Referring expression data:
((

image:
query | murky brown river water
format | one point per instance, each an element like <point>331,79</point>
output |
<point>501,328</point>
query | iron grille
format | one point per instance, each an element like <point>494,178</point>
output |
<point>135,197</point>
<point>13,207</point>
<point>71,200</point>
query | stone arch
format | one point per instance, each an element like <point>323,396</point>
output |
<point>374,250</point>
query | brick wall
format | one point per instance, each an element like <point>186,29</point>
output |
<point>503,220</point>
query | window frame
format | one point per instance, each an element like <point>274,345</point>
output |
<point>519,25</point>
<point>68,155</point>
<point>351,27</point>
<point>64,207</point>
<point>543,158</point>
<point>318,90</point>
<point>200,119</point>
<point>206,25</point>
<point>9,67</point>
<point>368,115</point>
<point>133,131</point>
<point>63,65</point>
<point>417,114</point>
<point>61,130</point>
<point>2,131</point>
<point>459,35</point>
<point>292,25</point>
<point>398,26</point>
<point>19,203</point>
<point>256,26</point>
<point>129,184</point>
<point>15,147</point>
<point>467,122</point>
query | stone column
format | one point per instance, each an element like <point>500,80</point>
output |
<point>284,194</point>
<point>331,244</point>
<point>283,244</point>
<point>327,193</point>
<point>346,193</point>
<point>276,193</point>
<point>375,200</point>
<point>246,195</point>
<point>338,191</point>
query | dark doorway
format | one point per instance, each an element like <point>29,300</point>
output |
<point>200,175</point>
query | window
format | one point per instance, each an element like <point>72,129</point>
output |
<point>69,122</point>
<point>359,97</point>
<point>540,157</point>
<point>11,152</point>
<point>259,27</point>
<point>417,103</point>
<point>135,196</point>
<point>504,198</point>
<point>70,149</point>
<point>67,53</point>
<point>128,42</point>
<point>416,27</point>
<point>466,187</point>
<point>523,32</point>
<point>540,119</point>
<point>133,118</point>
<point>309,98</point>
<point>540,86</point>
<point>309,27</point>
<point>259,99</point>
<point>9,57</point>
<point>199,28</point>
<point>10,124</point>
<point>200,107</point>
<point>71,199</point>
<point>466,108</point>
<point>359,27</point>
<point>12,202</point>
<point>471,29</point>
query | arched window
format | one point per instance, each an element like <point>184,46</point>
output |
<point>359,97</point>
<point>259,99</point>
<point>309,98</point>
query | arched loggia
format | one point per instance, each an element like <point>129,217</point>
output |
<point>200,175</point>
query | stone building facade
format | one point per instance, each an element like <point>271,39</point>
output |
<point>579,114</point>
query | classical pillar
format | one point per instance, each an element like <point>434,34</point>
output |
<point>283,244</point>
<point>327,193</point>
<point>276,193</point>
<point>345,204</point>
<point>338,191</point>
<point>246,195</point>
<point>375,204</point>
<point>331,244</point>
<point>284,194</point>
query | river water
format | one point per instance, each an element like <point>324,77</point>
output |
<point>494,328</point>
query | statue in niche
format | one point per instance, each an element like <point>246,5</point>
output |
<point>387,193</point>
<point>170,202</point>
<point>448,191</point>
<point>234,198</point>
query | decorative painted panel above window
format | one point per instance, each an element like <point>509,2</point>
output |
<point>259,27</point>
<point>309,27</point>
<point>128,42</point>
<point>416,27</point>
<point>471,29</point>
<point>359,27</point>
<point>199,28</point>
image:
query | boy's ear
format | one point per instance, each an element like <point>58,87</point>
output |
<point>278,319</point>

))

### Directions for this task
Among the lines of the data, find every one that holds "arched" and copy it.

### Answer to the problem
query | arched window
query | arched loggia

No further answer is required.